Records drawn from a dataset:

"""

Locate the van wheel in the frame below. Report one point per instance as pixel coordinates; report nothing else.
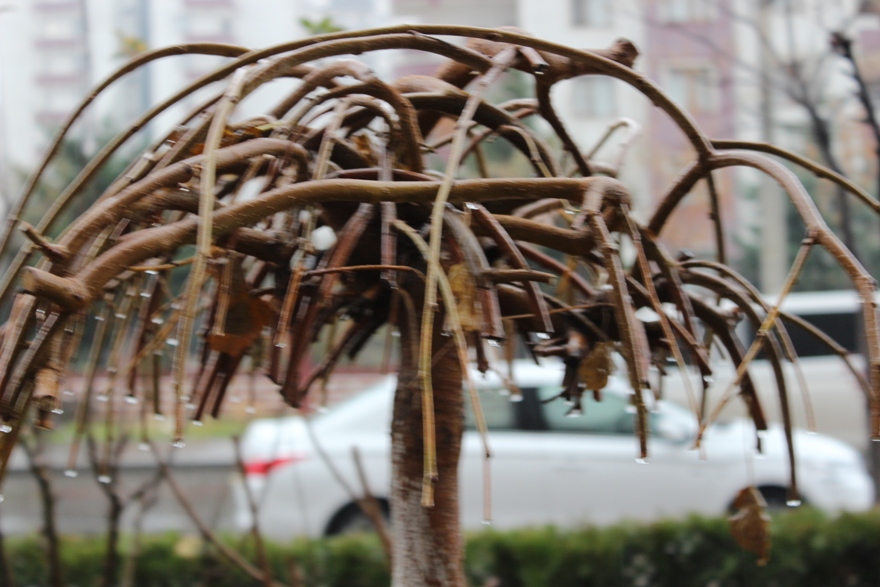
(351, 519)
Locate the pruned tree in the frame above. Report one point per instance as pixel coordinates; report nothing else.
(453, 264)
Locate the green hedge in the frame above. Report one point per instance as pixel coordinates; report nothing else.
(808, 550)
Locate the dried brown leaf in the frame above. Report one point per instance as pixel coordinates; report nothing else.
(750, 525)
(465, 291)
(597, 367)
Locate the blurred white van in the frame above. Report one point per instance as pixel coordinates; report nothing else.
(838, 402)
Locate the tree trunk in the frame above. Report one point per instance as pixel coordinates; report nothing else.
(427, 541)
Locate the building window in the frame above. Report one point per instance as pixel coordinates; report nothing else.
(208, 25)
(693, 87)
(593, 97)
(681, 11)
(60, 28)
(591, 12)
(61, 64)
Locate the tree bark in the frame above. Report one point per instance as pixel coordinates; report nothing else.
(427, 541)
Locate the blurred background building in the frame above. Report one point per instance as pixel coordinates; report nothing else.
(747, 69)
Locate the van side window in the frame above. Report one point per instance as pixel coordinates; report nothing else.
(844, 328)
(610, 416)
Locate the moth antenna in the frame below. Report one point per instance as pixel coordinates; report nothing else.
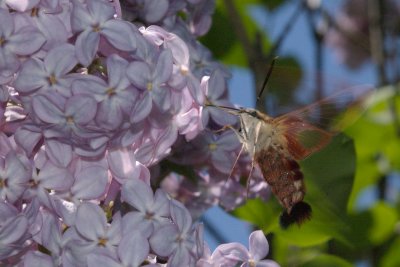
(299, 213)
(234, 164)
(271, 67)
(249, 178)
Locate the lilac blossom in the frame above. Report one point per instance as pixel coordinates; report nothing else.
(153, 79)
(149, 11)
(91, 107)
(91, 234)
(95, 20)
(41, 14)
(66, 118)
(232, 254)
(217, 149)
(176, 241)
(15, 171)
(14, 229)
(37, 76)
(115, 98)
(15, 42)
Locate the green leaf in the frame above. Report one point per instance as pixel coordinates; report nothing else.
(374, 157)
(220, 47)
(392, 256)
(326, 260)
(260, 213)
(329, 178)
(222, 40)
(384, 219)
(273, 4)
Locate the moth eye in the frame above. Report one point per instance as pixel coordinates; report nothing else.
(253, 113)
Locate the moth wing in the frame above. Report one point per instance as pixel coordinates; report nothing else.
(324, 113)
(302, 138)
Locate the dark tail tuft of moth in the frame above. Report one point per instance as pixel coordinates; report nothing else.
(299, 213)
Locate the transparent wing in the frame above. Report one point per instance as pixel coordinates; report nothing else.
(302, 138)
(324, 114)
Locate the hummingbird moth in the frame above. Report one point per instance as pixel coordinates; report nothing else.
(277, 144)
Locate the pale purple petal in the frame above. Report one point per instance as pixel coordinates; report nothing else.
(27, 137)
(14, 229)
(137, 194)
(6, 23)
(46, 110)
(59, 153)
(51, 234)
(80, 19)
(139, 74)
(181, 216)
(32, 76)
(233, 251)
(163, 68)
(86, 45)
(90, 183)
(53, 177)
(120, 34)
(100, 11)
(155, 10)
(133, 242)
(258, 245)
(116, 68)
(37, 259)
(61, 59)
(90, 221)
(161, 203)
(179, 258)
(162, 240)
(142, 108)
(82, 108)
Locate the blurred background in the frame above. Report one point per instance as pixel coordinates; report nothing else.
(323, 46)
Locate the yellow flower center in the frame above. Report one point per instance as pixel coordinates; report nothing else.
(212, 146)
(102, 242)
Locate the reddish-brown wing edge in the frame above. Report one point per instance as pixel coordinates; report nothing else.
(302, 138)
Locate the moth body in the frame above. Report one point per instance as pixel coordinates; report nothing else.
(267, 143)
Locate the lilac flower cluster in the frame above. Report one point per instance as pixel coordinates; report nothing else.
(96, 98)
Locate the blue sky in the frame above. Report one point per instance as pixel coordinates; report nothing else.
(300, 44)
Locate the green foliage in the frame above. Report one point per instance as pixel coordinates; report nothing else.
(339, 233)
(222, 39)
(335, 177)
(327, 261)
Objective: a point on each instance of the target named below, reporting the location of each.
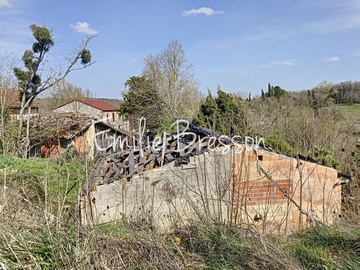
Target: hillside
(39, 230)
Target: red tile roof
(99, 104)
(12, 98)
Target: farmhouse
(67, 132)
(11, 100)
(96, 109)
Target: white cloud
(83, 27)
(332, 59)
(203, 10)
(5, 3)
(278, 63)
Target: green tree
(172, 77)
(30, 81)
(140, 99)
(225, 113)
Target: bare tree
(29, 80)
(173, 79)
(7, 82)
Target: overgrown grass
(41, 237)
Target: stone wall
(269, 191)
(166, 196)
(292, 194)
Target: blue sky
(240, 45)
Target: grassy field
(39, 231)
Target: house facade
(97, 109)
(268, 191)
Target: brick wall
(296, 194)
(222, 188)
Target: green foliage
(141, 100)
(276, 92)
(224, 113)
(325, 156)
(29, 80)
(277, 141)
(323, 247)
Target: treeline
(347, 92)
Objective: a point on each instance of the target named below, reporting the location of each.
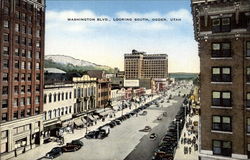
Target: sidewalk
(188, 136)
(40, 151)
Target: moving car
(146, 129)
(55, 152)
(153, 136)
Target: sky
(106, 42)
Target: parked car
(146, 129)
(153, 136)
(91, 134)
(143, 113)
(55, 152)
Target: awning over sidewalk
(78, 122)
(106, 113)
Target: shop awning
(106, 113)
(78, 122)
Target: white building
(58, 107)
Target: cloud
(59, 20)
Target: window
(248, 74)
(37, 100)
(22, 102)
(221, 99)
(4, 103)
(5, 90)
(38, 76)
(22, 65)
(221, 123)
(29, 65)
(5, 77)
(5, 50)
(37, 110)
(4, 117)
(29, 77)
(50, 98)
(17, 27)
(5, 63)
(29, 42)
(54, 97)
(248, 125)
(16, 52)
(223, 148)
(16, 89)
(221, 74)
(6, 37)
(248, 49)
(22, 77)
(221, 25)
(37, 55)
(37, 65)
(23, 53)
(45, 98)
(29, 30)
(15, 115)
(6, 24)
(28, 112)
(28, 101)
(28, 89)
(22, 89)
(17, 64)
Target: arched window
(59, 96)
(54, 97)
(50, 98)
(45, 98)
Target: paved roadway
(125, 141)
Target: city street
(125, 141)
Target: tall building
(21, 75)
(140, 65)
(222, 30)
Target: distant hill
(183, 75)
(69, 64)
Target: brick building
(141, 65)
(21, 79)
(222, 30)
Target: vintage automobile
(55, 152)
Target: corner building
(21, 75)
(222, 30)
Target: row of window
(223, 49)
(57, 112)
(22, 89)
(22, 65)
(21, 114)
(57, 97)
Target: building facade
(141, 65)
(21, 79)
(58, 108)
(222, 30)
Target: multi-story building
(141, 65)
(103, 85)
(85, 89)
(222, 29)
(58, 108)
(21, 75)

"""

The records must be restated word for word, apart from any images.

### SOLUTION TO THIS EXERCISE:
Locate the van wheel in the frame below. Report one point per instance as pixel coordinates; report nothing else.
(351, 519)
Locate the pruned tree in the frame above. Report one point per instance as pixel coordinates; report nothing else.
(453, 264)
Locate the green hedge in the frame above. Report one point per instance as pixel coordinates; report nothing else.
(808, 550)
Locate the dried brown leaf in the frame above. Report one point per instance as pixel coordinates; report nothing else.
(750, 525)
(465, 291)
(597, 367)
Locate the blurred white van in the frame above. Report one point per instance as pixel coordinates; report nothing else.
(838, 402)
Locate the tree trunk in the frame above. Report one point per instance as pixel coordinates; report nothing else.
(427, 541)
Locate the building window in the frame above. Report one point per instance as pixel coordinates; report nothing else.
(208, 25)
(693, 87)
(593, 97)
(681, 11)
(60, 28)
(591, 12)
(61, 64)
Locate the tree bark in the frame above. Report one point per instance as pixel coordinates; report nothing else.
(427, 541)
Locate the blurred background building in the frame above. Report one point per instance as pixel coordinates; report nothing else.
(747, 69)
Locate the van side window in the frame above. Report one point per instance as pixel coordinates; report nothing else.
(844, 328)
(610, 416)
Locate the moth antenna in the frame below. Report one point per instance as pixel coordinates; report nothing else.
(299, 213)
(234, 164)
(271, 67)
(249, 178)
Locate the lilac blossom in the frame above. Report one point per instance as pixel coordinates; report nothing else.
(153, 79)
(149, 11)
(91, 107)
(91, 234)
(95, 20)
(41, 14)
(66, 118)
(232, 254)
(217, 149)
(176, 241)
(15, 171)
(14, 229)
(37, 76)
(115, 98)
(15, 42)
Locate the green leaf in the frame above. Report one point per instance as pixel coordinates; report nothing else.
(374, 157)
(220, 47)
(392, 256)
(326, 260)
(260, 213)
(329, 178)
(222, 40)
(384, 219)
(273, 4)
Locate the moth eye in the frame above. Report one point per instance as pixel coordinates; report nothing else.
(253, 113)
Locate the moth wing in the frame above. Report one point per instance as pixel coordinates; report nothing else.
(324, 113)
(302, 138)
Locate the dark tail tuft of moth in the frame above. Report one point per instance as pixel coordinates; report nothing else.
(299, 213)
Locate the transparent wing in the frame above. Report one point per instance as pixel coordinates; report nothing else.
(302, 138)
(324, 114)
Locate the hummingbird moth in the frame above. Report one point per instance as pixel coordinates; report nothing else.
(277, 144)
Locate the pale purple petal in the frame above. Report one point per instance as pixel coordinates; report nothing else.
(27, 137)
(14, 229)
(137, 194)
(6, 23)
(46, 110)
(59, 153)
(51, 234)
(80, 19)
(139, 74)
(181, 216)
(32, 76)
(233, 251)
(163, 68)
(86, 45)
(90, 183)
(53, 177)
(120, 34)
(100, 11)
(155, 10)
(133, 242)
(258, 245)
(116, 68)
(37, 259)
(61, 59)
(90, 221)
(161, 203)
(179, 258)
(162, 240)
(142, 108)
(82, 108)
Locate the blurred background in the frame above. Report one point per instance as pixel coordinates; report nothing else.
(323, 46)
Locate the yellow flower center in the frame above. Report one point per instance as pixel coordinates; report nothing else.
(212, 146)
(102, 242)
Locate the reddish-brown wing edge in the frame above. Report one point per instance as pixel coordinates; report nothing else.
(302, 138)
Locate the moth body in the frame above. Report one point per instance as pixel coordinates; report nothing else.
(267, 143)
Locate the lilac flower cluster in the frame above. Report one point per instance as pixel coordinates; report nothing else.
(96, 98)
Locate the blue sky in the frame above. Report one point per instance as pixel coordinates; report nothing else.
(300, 44)
Locate the green foliage in the frame above. Report one point per instance as pixel coordinates; report nothing else.
(339, 233)
(222, 39)
(335, 177)
(327, 261)
Objective: a point on each instance of the target named below, reporting the location of each.
Target: hillside
(39, 230)
Target: red tile roof
(99, 104)
(12, 98)
Target: farmhouse
(67, 132)
(11, 100)
(96, 109)
Target: white cloud
(83, 27)
(332, 59)
(203, 10)
(5, 3)
(278, 63)
Target: green tree
(172, 77)
(30, 81)
(140, 99)
(225, 113)
Target: bare tree
(29, 80)
(173, 79)
(7, 82)
Target: overgrown grass
(41, 237)
Target: stone wall
(269, 191)
(166, 196)
(292, 194)
Target: blue sky
(240, 45)
Target: grassy field
(39, 231)
Target: house facade
(97, 109)
(268, 191)
Target: brick wall
(296, 194)
(222, 188)
Target: green foliage
(141, 100)
(276, 92)
(224, 113)
(325, 156)
(29, 80)
(277, 141)
(323, 247)
Target: treeline
(347, 92)
Objective: a point on each instance of the target named below, reporting the location of each.
Target: sidewalk
(188, 136)
(40, 151)
Target: moving car
(146, 129)
(55, 152)
(153, 136)
Target: sky
(106, 42)
Target: parked car
(146, 129)
(153, 136)
(91, 134)
(143, 113)
(55, 152)
Target: awning over sidewalk
(78, 122)
(106, 113)
Target: shop awning
(106, 113)
(78, 122)
Target: white building
(58, 107)
Target: cloud
(59, 20)
Target: window
(248, 74)
(37, 100)
(22, 102)
(221, 99)
(4, 103)
(5, 90)
(38, 76)
(22, 65)
(221, 123)
(29, 65)
(5, 77)
(5, 50)
(37, 110)
(4, 117)
(29, 77)
(50, 98)
(17, 27)
(5, 63)
(29, 42)
(54, 97)
(248, 125)
(16, 52)
(223, 148)
(16, 89)
(221, 74)
(6, 37)
(248, 49)
(22, 77)
(221, 25)
(37, 55)
(37, 65)
(23, 53)
(45, 98)
(29, 30)
(15, 115)
(6, 24)
(28, 112)
(28, 101)
(28, 89)
(22, 89)
(17, 64)
Target: arched window
(59, 96)
(54, 97)
(50, 98)
(45, 98)
Target: paved roadway
(125, 141)
Target: city street
(125, 141)
Target: tall building
(21, 75)
(140, 65)
(222, 30)
Target: distant hill
(183, 75)
(69, 64)
Target: brick building
(141, 65)
(21, 79)
(222, 30)
Target: vintage automobile
(55, 152)
Target: corner building
(21, 75)
(222, 30)
Target: row of window
(223, 49)
(57, 112)
(22, 89)
(22, 65)
(21, 114)
(57, 97)
Target: building facade
(141, 65)
(21, 79)
(58, 108)
(222, 30)
Target: multi-story building
(141, 65)
(103, 85)
(85, 89)
(222, 29)
(58, 108)
(21, 75)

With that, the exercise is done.